** START Items **

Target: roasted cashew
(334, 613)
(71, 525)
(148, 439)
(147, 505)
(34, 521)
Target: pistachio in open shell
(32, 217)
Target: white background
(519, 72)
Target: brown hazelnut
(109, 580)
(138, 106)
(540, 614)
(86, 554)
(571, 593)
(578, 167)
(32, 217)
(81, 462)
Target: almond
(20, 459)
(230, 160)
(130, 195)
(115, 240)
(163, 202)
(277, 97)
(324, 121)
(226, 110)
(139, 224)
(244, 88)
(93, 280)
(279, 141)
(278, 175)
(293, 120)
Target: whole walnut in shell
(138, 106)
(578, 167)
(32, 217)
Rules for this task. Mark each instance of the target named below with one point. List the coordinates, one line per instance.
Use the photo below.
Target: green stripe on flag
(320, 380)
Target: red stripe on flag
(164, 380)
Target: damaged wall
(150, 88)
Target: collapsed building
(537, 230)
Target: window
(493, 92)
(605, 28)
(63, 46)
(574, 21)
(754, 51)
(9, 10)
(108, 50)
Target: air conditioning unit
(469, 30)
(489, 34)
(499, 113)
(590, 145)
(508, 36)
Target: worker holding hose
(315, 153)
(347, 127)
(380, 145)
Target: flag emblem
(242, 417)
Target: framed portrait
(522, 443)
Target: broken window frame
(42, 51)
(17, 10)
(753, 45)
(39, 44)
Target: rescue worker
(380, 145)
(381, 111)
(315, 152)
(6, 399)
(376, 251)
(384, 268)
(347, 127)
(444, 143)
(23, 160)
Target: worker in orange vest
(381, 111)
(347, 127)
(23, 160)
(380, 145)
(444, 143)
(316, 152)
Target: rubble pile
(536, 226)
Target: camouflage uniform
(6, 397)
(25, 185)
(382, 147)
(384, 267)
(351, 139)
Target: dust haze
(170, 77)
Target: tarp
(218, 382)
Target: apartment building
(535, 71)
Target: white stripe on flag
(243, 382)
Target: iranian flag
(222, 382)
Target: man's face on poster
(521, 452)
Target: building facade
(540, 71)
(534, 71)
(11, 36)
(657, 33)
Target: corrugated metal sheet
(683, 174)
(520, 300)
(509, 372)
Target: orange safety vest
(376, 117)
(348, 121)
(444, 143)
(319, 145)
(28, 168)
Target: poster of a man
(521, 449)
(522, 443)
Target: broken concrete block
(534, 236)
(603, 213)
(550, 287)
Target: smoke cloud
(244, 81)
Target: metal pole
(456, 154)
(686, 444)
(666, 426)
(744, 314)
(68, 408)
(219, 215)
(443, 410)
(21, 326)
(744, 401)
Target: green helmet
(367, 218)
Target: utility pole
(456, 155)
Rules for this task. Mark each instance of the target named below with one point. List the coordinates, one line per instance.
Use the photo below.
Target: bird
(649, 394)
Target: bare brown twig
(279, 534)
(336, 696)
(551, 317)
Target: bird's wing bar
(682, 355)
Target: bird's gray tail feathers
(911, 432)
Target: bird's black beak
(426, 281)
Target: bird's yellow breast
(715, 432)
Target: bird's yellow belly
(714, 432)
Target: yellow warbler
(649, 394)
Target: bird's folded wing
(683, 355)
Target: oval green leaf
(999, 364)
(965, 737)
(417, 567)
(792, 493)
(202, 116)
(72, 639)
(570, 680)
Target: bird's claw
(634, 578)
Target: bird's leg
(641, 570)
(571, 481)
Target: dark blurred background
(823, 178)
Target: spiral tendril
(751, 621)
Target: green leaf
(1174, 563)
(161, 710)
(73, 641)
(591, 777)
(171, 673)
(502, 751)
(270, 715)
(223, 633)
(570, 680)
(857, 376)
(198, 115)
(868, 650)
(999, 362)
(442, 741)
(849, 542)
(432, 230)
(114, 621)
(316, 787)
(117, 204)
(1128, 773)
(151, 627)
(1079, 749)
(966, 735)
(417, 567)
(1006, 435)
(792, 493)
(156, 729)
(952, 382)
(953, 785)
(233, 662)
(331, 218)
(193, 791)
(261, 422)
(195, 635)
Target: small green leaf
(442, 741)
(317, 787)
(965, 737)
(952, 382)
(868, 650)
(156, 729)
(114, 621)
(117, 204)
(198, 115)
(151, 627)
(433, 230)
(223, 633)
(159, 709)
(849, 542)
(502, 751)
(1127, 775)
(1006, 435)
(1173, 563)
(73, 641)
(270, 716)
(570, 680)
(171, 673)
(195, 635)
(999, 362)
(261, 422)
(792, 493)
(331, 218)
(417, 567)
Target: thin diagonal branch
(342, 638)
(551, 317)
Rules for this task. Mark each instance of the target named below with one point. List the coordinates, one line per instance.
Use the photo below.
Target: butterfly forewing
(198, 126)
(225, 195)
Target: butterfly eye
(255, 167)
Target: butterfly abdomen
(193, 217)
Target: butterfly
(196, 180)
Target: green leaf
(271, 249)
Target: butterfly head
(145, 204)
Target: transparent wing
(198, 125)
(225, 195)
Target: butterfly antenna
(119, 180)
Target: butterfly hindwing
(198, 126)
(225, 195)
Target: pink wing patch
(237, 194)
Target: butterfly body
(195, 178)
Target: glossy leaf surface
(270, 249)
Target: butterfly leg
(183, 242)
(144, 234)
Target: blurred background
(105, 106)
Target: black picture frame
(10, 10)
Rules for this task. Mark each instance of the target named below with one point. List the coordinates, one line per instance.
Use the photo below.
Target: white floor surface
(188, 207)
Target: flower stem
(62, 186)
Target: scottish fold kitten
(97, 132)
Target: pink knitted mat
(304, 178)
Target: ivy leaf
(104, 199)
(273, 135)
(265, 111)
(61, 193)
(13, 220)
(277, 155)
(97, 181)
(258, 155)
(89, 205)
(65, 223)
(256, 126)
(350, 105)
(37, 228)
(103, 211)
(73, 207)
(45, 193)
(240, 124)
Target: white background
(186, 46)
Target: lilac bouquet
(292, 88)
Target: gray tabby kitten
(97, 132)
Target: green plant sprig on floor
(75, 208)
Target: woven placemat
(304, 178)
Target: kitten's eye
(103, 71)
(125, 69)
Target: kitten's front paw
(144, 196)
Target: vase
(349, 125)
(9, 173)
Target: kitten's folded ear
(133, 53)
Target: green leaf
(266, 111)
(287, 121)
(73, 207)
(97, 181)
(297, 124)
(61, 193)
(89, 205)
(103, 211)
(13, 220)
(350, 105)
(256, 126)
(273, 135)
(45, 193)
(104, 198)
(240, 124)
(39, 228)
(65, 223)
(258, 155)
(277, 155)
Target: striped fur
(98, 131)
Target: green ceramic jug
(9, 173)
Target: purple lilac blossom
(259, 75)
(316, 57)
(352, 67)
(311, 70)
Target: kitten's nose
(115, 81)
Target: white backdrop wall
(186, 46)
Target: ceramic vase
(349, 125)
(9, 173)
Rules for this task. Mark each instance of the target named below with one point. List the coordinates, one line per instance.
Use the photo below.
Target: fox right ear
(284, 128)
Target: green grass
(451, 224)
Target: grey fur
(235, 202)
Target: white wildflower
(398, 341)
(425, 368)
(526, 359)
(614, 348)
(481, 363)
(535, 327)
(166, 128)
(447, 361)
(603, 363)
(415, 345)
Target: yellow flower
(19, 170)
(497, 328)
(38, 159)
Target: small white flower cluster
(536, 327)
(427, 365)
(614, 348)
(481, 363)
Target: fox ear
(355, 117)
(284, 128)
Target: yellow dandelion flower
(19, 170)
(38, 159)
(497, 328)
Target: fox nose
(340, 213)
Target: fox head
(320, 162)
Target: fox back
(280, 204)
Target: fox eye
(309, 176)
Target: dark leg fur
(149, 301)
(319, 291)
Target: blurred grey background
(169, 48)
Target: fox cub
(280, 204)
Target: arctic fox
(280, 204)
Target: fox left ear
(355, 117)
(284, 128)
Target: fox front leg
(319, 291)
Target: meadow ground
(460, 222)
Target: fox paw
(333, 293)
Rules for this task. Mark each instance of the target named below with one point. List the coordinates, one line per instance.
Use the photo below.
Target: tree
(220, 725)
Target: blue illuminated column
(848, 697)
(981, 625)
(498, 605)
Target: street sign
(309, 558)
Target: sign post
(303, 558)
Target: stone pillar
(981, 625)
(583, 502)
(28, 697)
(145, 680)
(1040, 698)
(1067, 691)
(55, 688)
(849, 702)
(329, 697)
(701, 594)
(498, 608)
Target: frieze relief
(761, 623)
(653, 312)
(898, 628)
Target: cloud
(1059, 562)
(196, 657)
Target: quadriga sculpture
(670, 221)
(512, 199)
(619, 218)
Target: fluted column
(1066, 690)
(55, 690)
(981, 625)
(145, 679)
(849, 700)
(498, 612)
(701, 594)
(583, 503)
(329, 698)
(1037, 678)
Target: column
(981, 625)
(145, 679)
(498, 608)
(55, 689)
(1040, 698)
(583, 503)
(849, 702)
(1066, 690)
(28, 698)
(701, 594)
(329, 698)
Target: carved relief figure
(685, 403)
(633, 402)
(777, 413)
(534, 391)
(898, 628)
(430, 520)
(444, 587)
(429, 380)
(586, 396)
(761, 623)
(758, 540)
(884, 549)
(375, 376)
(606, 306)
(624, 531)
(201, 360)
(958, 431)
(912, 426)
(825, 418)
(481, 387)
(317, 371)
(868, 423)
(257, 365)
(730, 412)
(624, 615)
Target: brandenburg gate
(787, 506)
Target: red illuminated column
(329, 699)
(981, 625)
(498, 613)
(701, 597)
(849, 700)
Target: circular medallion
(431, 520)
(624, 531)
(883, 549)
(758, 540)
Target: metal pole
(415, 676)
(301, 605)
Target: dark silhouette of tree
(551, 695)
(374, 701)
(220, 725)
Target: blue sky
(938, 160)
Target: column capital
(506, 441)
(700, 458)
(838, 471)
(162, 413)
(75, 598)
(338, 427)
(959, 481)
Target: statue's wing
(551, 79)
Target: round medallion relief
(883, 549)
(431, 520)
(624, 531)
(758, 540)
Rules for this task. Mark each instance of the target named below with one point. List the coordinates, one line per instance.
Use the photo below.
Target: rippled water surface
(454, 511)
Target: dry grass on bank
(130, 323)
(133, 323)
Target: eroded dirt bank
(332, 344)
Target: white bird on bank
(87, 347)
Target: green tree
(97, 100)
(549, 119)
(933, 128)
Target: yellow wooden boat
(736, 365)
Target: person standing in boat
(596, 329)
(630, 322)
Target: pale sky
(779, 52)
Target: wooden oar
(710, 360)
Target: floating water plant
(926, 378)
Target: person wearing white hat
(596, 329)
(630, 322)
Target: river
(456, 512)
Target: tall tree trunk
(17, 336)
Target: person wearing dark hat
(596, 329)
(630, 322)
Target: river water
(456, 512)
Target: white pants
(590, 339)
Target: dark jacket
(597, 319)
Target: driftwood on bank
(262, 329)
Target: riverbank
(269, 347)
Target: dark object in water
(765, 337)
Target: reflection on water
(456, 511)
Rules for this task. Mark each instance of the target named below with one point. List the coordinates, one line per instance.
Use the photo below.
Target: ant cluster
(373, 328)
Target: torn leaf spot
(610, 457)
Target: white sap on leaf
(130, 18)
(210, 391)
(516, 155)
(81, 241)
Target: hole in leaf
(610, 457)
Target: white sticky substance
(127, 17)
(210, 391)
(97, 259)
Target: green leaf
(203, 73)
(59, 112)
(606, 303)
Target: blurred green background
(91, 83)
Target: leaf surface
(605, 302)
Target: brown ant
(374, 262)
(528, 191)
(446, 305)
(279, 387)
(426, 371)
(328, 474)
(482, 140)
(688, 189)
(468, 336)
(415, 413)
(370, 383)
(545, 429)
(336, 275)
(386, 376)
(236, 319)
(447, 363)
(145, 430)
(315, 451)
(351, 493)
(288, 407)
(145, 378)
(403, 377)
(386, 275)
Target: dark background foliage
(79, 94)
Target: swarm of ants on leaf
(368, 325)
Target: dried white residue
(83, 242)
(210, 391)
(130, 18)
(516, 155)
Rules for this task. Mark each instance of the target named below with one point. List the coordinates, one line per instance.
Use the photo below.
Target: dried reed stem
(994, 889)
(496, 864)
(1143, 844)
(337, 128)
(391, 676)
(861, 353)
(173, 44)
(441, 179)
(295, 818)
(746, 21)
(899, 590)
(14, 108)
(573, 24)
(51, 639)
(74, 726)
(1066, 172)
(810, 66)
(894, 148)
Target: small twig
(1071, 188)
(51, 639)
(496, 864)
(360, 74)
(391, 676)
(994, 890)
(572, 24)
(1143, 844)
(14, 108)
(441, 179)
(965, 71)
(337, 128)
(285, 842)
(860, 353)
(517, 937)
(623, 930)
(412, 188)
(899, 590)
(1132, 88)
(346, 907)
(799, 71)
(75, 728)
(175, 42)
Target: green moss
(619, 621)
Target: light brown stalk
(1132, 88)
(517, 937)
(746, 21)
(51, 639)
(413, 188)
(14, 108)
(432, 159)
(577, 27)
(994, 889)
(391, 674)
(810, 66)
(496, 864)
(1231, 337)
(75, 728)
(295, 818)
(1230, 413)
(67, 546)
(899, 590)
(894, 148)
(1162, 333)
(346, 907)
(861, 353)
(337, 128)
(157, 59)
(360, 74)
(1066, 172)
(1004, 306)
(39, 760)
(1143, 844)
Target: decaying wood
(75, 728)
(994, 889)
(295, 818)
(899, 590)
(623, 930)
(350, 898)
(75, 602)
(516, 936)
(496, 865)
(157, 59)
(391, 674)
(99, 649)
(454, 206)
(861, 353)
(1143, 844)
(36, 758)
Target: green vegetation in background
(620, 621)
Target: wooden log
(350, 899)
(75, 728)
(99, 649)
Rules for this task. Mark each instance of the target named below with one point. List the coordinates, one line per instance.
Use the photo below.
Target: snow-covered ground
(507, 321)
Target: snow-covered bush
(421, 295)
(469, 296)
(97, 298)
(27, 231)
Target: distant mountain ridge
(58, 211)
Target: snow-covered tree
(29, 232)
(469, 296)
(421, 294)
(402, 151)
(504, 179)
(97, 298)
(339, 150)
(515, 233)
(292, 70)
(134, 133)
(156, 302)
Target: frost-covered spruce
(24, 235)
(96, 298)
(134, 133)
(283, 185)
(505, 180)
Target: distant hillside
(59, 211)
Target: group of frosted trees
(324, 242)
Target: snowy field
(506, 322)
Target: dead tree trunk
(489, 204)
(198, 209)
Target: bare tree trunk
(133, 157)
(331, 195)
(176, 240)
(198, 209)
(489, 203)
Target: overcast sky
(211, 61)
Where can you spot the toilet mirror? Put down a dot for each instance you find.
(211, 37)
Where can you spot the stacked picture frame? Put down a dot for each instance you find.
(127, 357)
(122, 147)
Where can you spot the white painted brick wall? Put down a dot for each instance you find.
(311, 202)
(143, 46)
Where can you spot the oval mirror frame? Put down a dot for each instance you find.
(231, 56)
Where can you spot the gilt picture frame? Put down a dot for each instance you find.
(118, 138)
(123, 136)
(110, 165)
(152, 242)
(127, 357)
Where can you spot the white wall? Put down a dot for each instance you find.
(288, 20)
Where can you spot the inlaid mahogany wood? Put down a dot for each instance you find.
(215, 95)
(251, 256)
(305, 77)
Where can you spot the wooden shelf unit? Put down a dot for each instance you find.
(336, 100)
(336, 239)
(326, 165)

** END Items **

§ **Written exercise**: Locate the line with "Where can you spot the white painted" in the entries above; extract it and every line after it, verbatim.

§ **The completed task**:
Where can you spot the white painted brick wall? Put down a dot for each instance you find.
(311, 202)
(143, 46)
Where can you spot the oval mirror frame? Put down a dot for each instance you find.
(231, 56)
Where can you spot the gilt picture frame? Put down a dot for each instance you find.
(118, 138)
(123, 136)
(110, 165)
(152, 242)
(127, 357)
Where can you spot the white wall? Put down a dot for each instance you find.
(288, 20)
Where can you spot the inlaid mahogany wood? Put down a dot for each instance you find.
(215, 95)
(251, 256)
(305, 77)
Where can you spot the wooden shelf unit? Put down a dot for each instance you find.
(336, 100)
(336, 239)
(326, 165)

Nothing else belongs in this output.